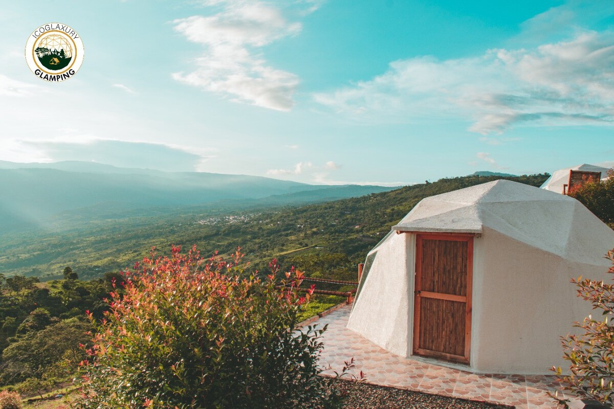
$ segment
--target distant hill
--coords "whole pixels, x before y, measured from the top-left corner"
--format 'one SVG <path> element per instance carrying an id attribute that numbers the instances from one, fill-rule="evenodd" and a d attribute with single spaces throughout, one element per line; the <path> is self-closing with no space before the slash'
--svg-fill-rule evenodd
<path id="1" fill-rule="evenodd" d="M 246 175 L 168 172 L 87 162 L 0 162 L 0 234 L 48 228 L 52 219 L 85 213 L 114 218 L 135 209 L 235 201 L 310 203 L 391 190 L 376 186 L 322 186 Z"/>
<path id="2" fill-rule="evenodd" d="M 287 267 L 300 266 L 292 258 L 296 256 L 316 262 L 325 254 L 341 253 L 353 266 L 425 197 L 500 178 L 539 186 L 547 178 L 465 176 L 362 196 L 360 186 L 320 186 L 312 192 L 321 198 L 342 194 L 359 197 L 287 205 L 300 204 L 303 194 L 313 199 L 298 192 L 261 198 L 241 209 L 227 201 L 175 212 L 134 210 L 120 220 L 99 217 L 92 223 L 83 223 L 80 218 L 85 216 L 70 214 L 68 220 L 84 227 L 60 232 L 21 232 L 0 240 L 0 272 L 57 277 L 70 266 L 80 277 L 92 278 L 132 266 L 154 246 L 167 253 L 171 244 L 196 244 L 205 254 L 214 250 L 228 253 L 240 246 L 262 271 L 274 257 Z"/>
<path id="3" fill-rule="evenodd" d="M 469 176 L 501 176 L 505 177 L 517 177 L 517 175 L 512 175 L 511 174 L 502 174 L 499 172 L 491 172 L 490 170 L 478 170 L 478 172 L 474 172 Z"/>

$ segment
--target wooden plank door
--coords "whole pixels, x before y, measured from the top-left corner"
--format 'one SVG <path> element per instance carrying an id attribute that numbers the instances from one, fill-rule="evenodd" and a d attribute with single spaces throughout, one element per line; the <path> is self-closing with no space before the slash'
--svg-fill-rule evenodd
<path id="1" fill-rule="evenodd" d="M 472 235 L 416 235 L 413 353 L 469 363 Z"/>

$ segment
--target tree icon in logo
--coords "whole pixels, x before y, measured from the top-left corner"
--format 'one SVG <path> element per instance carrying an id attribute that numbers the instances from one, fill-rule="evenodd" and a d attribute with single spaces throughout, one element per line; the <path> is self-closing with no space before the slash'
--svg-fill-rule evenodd
<path id="1" fill-rule="evenodd" d="M 49 34 L 41 39 L 34 49 L 39 61 L 50 70 L 60 70 L 72 59 L 72 47 L 68 39 L 61 34 Z"/>

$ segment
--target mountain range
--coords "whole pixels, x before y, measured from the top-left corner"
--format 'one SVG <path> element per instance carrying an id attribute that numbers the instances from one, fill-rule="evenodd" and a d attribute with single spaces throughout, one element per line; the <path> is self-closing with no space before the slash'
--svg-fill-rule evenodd
<path id="1" fill-rule="evenodd" d="M 205 172 L 169 172 L 99 163 L 0 161 L 0 234 L 57 227 L 58 218 L 120 217 L 194 205 L 240 207 L 298 204 L 391 190 L 379 186 L 316 185 Z M 65 226 L 64 226 L 65 227 Z"/>

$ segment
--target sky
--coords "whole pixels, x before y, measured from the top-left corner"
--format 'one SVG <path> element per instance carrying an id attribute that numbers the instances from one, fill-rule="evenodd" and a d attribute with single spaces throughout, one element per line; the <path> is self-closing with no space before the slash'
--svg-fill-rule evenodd
<path id="1" fill-rule="evenodd" d="M 82 39 L 49 83 L 24 46 Z M 4 1 L 0 160 L 397 185 L 614 161 L 614 1 Z"/>

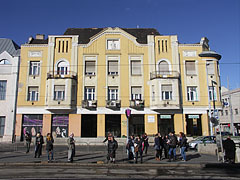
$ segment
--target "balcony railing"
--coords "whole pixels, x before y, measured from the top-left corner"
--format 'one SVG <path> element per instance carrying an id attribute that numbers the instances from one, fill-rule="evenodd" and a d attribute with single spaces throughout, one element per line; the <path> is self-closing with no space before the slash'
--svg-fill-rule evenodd
<path id="1" fill-rule="evenodd" d="M 130 100 L 130 107 L 136 110 L 144 110 L 144 100 Z"/>
<path id="2" fill-rule="evenodd" d="M 86 109 L 96 109 L 97 108 L 97 100 L 83 100 L 82 107 Z"/>
<path id="3" fill-rule="evenodd" d="M 157 78 L 172 78 L 176 79 L 179 78 L 179 72 L 177 71 L 153 71 L 150 73 L 150 79 L 157 79 Z"/>
<path id="4" fill-rule="evenodd" d="M 121 101 L 120 100 L 107 100 L 106 101 L 106 107 L 117 110 L 121 108 Z"/>
<path id="5" fill-rule="evenodd" d="M 77 73 L 73 71 L 67 71 L 64 73 L 61 73 L 59 71 L 49 71 L 47 73 L 47 79 L 64 79 L 64 78 L 77 79 Z"/>

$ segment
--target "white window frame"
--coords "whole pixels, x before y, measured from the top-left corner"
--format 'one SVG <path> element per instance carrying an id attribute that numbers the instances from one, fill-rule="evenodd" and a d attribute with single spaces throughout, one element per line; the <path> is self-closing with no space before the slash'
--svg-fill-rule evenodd
<path id="1" fill-rule="evenodd" d="M 120 39 L 107 39 L 106 47 L 107 50 L 120 50 Z"/>
<path id="2" fill-rule="evenodd" d="M 54 86 L 54 96 L 53 100 L 54 101 L 64 101 L 65 100 L 65 86 L 64 85 L 59 85 L 59 86 L 64 86 L 63 91 L 55 90 L 55 87 L 58 85 Z"/>
<path id="3" fill-rule="evenodd" d="M 118 100 L 118 87 L 108 88 L 108 100 Z"/>
<path id="4" fill-rule="evenodd" d="M 187 86 L 187 100 L 198 101 L 197 86 Z"/>
<path id="5" fill-rule="evenodd" d="M 30 91 L 30 88 L 37 88 L 37 91 Z M 27 101 L 38 101 L 39 87 L 29 86 L 28 87 L 28 98 Z"/>
<path id="6" fill-rule="evenodd" d="M 0 101 L 5 101 L 7 94 L 7 80 L 0 80 L 0 82 L 5 83 L 5 87 L 0 86 Z"/>
<path id="7" fill-rule="evenodd" d="M 215 86 L 208 86 L 208 93 L 210 101 L 217 101 L 217 91 Z"/>
<path id="8" fill-rule="evenodd" d="M 88 101 L 95 100 L 95 87 L 84 88 L 84 99 Z"/>
<path id="9" fill-rule="evenodd" d="M 29 75 L 39 76 L 40 75 L 40 61 L 30 61 Z"/>

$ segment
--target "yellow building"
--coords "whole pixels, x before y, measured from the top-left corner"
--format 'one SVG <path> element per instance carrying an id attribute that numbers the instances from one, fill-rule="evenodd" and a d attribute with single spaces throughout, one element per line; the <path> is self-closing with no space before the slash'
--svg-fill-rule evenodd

### [Objective]
Could you format every line of the items above as a numbered list, skipping blank lines and leaving out the pictures?

### [Solved problem]
1. $ segment
2. --target distant hill
3. --coords "whole pixels, x before y, measured from the top-left corner"
4. --format 'one SVG <path> element per instance carrying an id attribute that numbers the instances from one, fill-rule="evenodd" and a d attribute with single spaces throughout, one element per line; the <path> is self-closing with no space before the slash'
5. --svg-fill-rule evenodd
6. <path id="1" fill-rule="evenodd" d="M 246 175 L 168 172 L 87 162 L 0 162 L 0 234 L 48 228 L 52 219 L 85 213 L 114 218 L 135 209 L 235 201 L 310 203 L 391 190 L 376 186 L 322 186 Z"/>
7. <path id="2" fill-rule="evenodd" d="M 287 267 L 300 266 L 292 258 L 296 256 L 316 262 L 325 254 L 341 253 L 353 266 L 425 197 L 500 178 L 539 186 L 547 178 L 465 176 L 362 196 L 360 186 L 320 186 L 312 192 L 321 198 L 342 194 L 359 197 L 287 205 L 300 204 L 303 194 L 313 199 L 298 192 L 261 198 L 241 209 L 227 201 L 175 212 L 134 210 L 120 220 L 99 217 L 92 223 L 83 223 L 80 218 L 85 216 L 70 214 L 68 220 L 84 227 L 60 232 L 21 232 L 0 240 L 0 272 L 57 277 L 70 266 L 80 277 L 92 278 L 132 266 L 154 246 L 167 253 L 171 244 L 196 244 L 205 254 L 214 250 L 228 253 L 240 246 L 262 271 L 274 257 Z"/>
8. <path id="3" fill-rule="evenodd" d="M 469 176 L 501 176 L 505 177 L 517 177 L 517 175 L 512 175 L 511 174 L 502 174 L 499 172 L 491 172 L 490 170 L 478 170 L 478 172 L 474 172 Z"/>
9. $ segment
10. --target wooden plank door
11. --coords "whole pixels, x before y, measured from the top-left corner"
12. --format 'one SVG <path> element per instance carrying an id attribute that numbers the instances from one, fill-rule="evenodd" and a d attribute with single spaces throughout, one element per line; the <path> is self-closing with no space before the slash'
13. --svg-fill-rule evenodd
14. <path id="1" fill-rule="evenodd" d="M 472 235 L 416 235 L 413 353 L 469 363 Z"/>
15. $ segment
16. --target tree icon in logo
17. --coords "whole pixels, x before y, measured from the top-left corner"
18. --format 'one SVG <path> element per instance carrying an id attribute that numbers the instances from one, fill-rule="evenodd" and a d attribute with single spaces throughout, one element per line; the <path> is self-closing with no space before the slash'
19. --svg-fill-rule evenodd
20. <path id="1" fill-rule="evenodd" d="M 49 34 L 41 39 L 34 49 L 39 61 L 50 70 L 60 70 L 72 59 L 72 47 L 68 39 L 61 34 Z"/>
21. $ segment
22. --target mountain range
23. --coords "whole pixels, x before y, measured from the top-left corner"
24. --format 'one SVG <path> element per instance carrying an id attribute that numbers the instances from one, fill-rule="evenodd" and a d attribute with single spaces throughout, one element per line; the <path> is self-closing with no space before the slash'
25. --svg-fill-rule evenodd
26. <path id="1" fill-rule="evenodd" d="M 205 172 L 169 172 L 99 163 L 0 161 L 0 234 L 57 227 L 58 218 L 120 217 L 194 205 L 240 207 L 298 204 L 391 190 L 379 186 L 316 185 Z M 65 226 L 64 226 L 65 227 Z"/>
27. $ segment
28. --target sky
29. --coords "whole pixels, x before y, measured from the top-left corner"
30. --format 'one SVG <path> element per instance carrying an id attribute that numbers the instances from one, fill-rule="evenodd" and a d attribute with single spaces throughout, one element per line; the <path> is self-closing with no space before the slash'
31. --svg-fill-rule evenodd
32. <path id="1" fill-rule="evenodd" d="M 82 39 L 49 83 L 24 46 Z M 4 1 L 0 160 L 397 185 L 614 161 L 614 1 Z"/>
33. $ segment
34. --target "balcony railing"
35. --coords "whole pixels, x before y, measured from the top-left corner"
36. --format 'one SVG <path> element per instance carrying an id attribute that numbers the instances from one, fill-rule="evenodd" and a d attribute with single spaces throughout, one element per line; the <path> is self-closing with no space before the slash'
37. --svg-fill-rule evenodd
38. <path id="1" fill-rule="evenodd" d="M 130 100 L 130 107 L 136 110 L 144 110 L 144 100 Z"/>
39. <path id="2" fill-rule="evenodd" d="M 86 109 L 96 109 L 97 108 L 97 100 L 83 100 L 82 107 Z"/>
40. <path id="3" fill-rule="evenodd" d="M 157 78 L 172 78 L 176 79 L 179 78 L 179 72 L 177 71 L 153 71 L 150 73 L 150 79 L 157 79 Z"/>
41. <path id="4" fill-rule="evenodd" d="M 121 101 L 120 100 L 107 100 L 106 101 L 106 107 L 117 110 L 121 108 Z"/>
42. <path id="5" fill-rule="evenodd" d="M 77 73 L 73 71 L 67 71 L 64 73 L 61 73 L 59 71 L 49 71 L 47 73 L 47 79 L 64 79 L 64 78 L 77 79 Z"/>
43. $ segment
44. --target "white window frame"
45. --coords "whole pixels, x before y, measured from the top-left corner"
46. --format 'one SVG <path> element per instance carrying an id attribute that numbers the instances from one, fill-rule="evenodd" and a d attribute with single spaces throughout, one element per line; the <path> is self-closing with no space before the slash'
47. --svg-fill-rule evenodd
48. <path id="1" fill-rule="evenodd" d="M 120 39 L 107 39 L 106 47 L 107 50 L 120 50 Z"/>
49. <path id="2" fill-rule="evenodd" d="M 54 86 L 54 96 L 53 100 L 54 101 L 64 101 L 65 100 L 65 86 L 64 85 L 59 85 L 59 86 L 64 86 L 63 91 L 55 90 L 55 87 L 58 85 Z"/>
50. <path id="3" fill-rule="evenodd" d="M 118 100 L 118 87 L 108 88 L 108 100 Z"/>
51. <path id="4" fill-rule="evenodd" d="M 187 86 L 187 100 L 198 101 L 197 86 Z"/>
52. <path id="5" fill-rule="evenodd" d="M 30 91 L 30 88 L 37 88 L 37 91 Z M 27 101 L 38 101 L 39 87 L 29 86 L 28 87 L 28 98 Z"/>
53. <path id="6" fill-rule="evenodd" d="M 0 101 L 5 101 L 7 94 L 7 80 L 0 80 L 0 82 L 5 83 L 5 87 L 0 86 Z"/>
54. <path id="7" fill-rule="evenodd" d="M 215 86 L 208 86 L 208 93 L 210 101 L 217 101 L 217 91 Z"/>
55. <path id="8" fill-rule="evenodd" d="M 88 101 L 95 100 L 95 87 L 84 88 L 84 99 Z"/>
56. <path id="9" fill-rule="evenodd" d="M 29 75 L 39 76 L 40 75 L 40 61 L 30 61 Z"/>
57. $ segment
58. --target "yellow building"
59. --coords "whole pixels, x before y, measured from the top-left corner"
60. --format 'one SVG <path> element per instance carrying an id attribute that numbers the instances from one, fill-rule="evenodd" and a d attribute with single spaces throughout, one element per line; the <path> is self-closing with no space before the slash'
61. --svg-fill-rule evenodd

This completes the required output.